Text for analysis>
Climate

For Lake Erie’s Toxic Algae, Blame Climate Change And Invasive Mussels

CREDIT: AP Photo / Haraz N. Ghanbari

Algae is seen near the City of Toledo water intake crib in Lake Erie on August 3, 2014.

Lake Erie is increasingly plagued by toxic algae blooms each summer, and a new study suggests how climate change and mussels, of all things, may be to blame.

On Thursday, the Columbus Dispatch reported on the new research and computer modeling, which show neither rising water temperatures nor runoff from fertilizers and sewage — the traditional causes cited — fully account for the blooms. According to the paper, published in Water Resources Research, climate change may be providing cyanobacteria — the toxic blue-green algae that’s been invading the lake — a competitive edge over other species of algae.

On top of that, invasive species of mussels which were transported to the Great Lakes in the 1980s by ocean shipping may also be killing off the other beneficial species of algae while avoiding the cyanobacteria, again giving them more room to spread.

“When you have these calmer weather conditions, the cyanobacteria can rise to the surface and create scum layers that shade out other species of algae, which makes cyanobacteria more dominant in the water,” said Daniel Obenour, who was the lead author of the study while still at the University of Michigan Water Center, though now he hails from North Carolina State University.

Climate change also contributes to the rising water temperatures and the phosphorous runoff from agricultural fertilizer and sewage treatment plants. The Earth’s natural cycles plow the vast majority of the additional heat from global warming into the oceans and other major water bodies.

Climate change is also projected to increase the severity of rainfall and flooding in the Great Lakes area over the next few decades. That can overwhelm the infrastructure in many major cities, especially the older ones where stormwater and sewage are handled by the same systems, pushing the nutrients from the sewage into the lakes where the cyanobacteria can feed off it. Runoff from the increased rainfall also carries fertilizer from farms and agricultural areas through the surrounding watersheds, ultimately bringing them to the Great Lakes as well.

“While analyzing all of the factors involved in the algae threat is important, it is imperative to act now on the factors we can influence,” Hugh McDiarmid Jr., a spokesman for the International Joint Commission, a U.S.-Canadian agency, told the Columbus Dispatch. The group has called for a 46 percent reduction in phosphorous and fertilizer runoff in Lake Erie’s western and central basins, and a 37 percent reduction for the Maumee River watershed which flows into the lake near Toledo, Ohio.

Data segment>
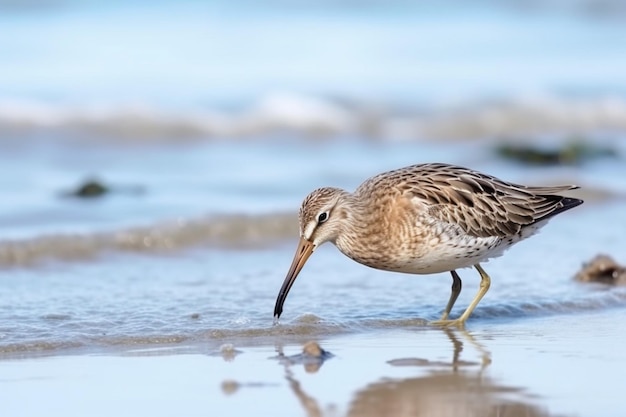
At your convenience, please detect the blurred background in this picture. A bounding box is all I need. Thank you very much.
[0,0,626,351]
[0,0,626,244]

Action item>
Answer these questions from the article on Lake Erie's toxic algae:
(a) When were the invasive mussels brought to the Great Lakes, and by what means?
(b) Which journal published the paper on the new research?
(c) What reduction in phosphorous and fertilizer runoff has the International Joint Commission called for in the Maumee River watershed?

Expected answer>
(a) In the 1980s, by ocean shipping.
(b) Water Resources Research.
(c) A 37 percent reduction.